╭─ Record excerpts
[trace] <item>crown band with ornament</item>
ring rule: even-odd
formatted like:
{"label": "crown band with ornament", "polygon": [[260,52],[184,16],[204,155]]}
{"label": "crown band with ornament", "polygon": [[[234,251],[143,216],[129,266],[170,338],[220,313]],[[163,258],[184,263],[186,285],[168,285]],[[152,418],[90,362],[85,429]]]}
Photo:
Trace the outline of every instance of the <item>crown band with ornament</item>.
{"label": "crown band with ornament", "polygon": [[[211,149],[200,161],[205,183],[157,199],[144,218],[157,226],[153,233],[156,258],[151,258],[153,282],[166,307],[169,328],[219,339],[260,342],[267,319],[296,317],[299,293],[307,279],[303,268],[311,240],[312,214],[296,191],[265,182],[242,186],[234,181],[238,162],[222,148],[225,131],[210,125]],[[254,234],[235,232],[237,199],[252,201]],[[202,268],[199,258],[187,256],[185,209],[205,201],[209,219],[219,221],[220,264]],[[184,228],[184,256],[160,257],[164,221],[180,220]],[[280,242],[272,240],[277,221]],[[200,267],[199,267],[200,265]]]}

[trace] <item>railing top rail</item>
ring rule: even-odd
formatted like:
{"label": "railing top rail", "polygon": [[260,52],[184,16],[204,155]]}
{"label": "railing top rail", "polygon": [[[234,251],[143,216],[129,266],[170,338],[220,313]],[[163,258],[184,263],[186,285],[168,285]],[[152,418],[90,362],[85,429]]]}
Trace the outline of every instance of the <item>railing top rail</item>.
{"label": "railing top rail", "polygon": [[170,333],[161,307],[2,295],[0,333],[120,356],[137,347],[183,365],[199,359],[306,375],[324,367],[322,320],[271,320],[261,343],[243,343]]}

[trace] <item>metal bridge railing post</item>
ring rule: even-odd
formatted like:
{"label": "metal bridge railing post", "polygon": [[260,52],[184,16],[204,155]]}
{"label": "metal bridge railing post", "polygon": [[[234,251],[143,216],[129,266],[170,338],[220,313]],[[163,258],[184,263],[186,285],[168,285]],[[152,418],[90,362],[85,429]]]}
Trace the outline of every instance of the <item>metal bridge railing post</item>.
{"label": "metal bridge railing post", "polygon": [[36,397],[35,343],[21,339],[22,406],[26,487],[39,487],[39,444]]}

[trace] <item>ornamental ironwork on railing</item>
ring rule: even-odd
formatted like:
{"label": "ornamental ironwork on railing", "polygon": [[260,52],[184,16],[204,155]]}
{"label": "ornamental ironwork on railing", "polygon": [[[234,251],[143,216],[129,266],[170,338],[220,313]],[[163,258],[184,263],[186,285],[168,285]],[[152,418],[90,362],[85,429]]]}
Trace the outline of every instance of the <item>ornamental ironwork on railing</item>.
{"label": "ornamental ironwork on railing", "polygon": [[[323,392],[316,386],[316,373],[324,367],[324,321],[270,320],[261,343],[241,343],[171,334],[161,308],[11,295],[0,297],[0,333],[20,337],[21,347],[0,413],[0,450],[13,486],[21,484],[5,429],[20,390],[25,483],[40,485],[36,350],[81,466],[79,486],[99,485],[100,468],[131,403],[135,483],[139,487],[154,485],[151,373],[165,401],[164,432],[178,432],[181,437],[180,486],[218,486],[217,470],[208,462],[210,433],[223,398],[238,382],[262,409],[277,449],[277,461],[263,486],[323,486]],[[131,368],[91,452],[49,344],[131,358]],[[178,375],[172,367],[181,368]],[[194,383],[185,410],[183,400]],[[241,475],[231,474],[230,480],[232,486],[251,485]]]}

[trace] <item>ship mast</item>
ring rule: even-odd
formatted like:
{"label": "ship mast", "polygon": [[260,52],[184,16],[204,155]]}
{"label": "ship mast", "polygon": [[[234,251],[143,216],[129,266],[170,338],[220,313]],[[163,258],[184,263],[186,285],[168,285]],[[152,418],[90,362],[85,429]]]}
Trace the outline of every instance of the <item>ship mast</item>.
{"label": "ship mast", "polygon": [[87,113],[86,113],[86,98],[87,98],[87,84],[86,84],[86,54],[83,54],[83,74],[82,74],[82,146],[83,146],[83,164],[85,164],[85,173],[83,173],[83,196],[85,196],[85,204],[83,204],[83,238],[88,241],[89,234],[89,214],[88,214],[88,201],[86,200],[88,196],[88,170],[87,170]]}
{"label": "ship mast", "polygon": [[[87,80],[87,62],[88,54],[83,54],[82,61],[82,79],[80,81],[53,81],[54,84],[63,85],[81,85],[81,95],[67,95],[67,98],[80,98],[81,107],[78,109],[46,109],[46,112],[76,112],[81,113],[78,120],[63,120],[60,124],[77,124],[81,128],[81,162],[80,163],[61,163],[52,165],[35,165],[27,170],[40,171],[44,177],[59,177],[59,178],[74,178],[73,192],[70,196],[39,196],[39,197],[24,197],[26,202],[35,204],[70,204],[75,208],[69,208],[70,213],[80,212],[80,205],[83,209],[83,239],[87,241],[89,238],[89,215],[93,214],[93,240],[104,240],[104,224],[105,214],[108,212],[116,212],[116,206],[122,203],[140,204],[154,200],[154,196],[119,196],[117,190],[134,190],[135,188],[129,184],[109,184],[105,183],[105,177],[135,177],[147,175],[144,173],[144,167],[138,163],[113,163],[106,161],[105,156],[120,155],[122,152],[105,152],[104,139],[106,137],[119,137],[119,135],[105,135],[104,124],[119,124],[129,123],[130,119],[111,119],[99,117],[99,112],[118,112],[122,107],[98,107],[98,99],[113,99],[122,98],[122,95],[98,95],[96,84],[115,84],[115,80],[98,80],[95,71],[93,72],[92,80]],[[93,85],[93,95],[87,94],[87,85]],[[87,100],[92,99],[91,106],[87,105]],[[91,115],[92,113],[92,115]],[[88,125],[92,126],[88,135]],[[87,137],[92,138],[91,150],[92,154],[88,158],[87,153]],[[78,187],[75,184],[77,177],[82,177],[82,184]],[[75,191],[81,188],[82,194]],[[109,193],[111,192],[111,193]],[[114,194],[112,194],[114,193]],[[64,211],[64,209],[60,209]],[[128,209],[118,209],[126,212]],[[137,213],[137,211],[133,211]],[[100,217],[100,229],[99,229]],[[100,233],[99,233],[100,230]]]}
╰─
Your goal: Extract the material from its first line through the line containing "Trace the outline of every instance of the <item>crown", including both of those lines, and repeat those lines without any changes.

Reply to the exercise:
[trace] <item>crown band with ornament</item>
ring rule: even-odd
formatted like:
{"label": "crown band with ornament", "polygon": [[260,52],[184,16],[204,155]]}
{"label": "crown band with ornament", "polygon": [[[234,251],[143,216],[129,266],[170,338],[220,313]],[[163,258],[184,263],[186,285],[168,285]],[[152,418],[90,362],[85,429]]]}
Photo:
Trace the outline of every instance of the <item>crown band with ornament</item>.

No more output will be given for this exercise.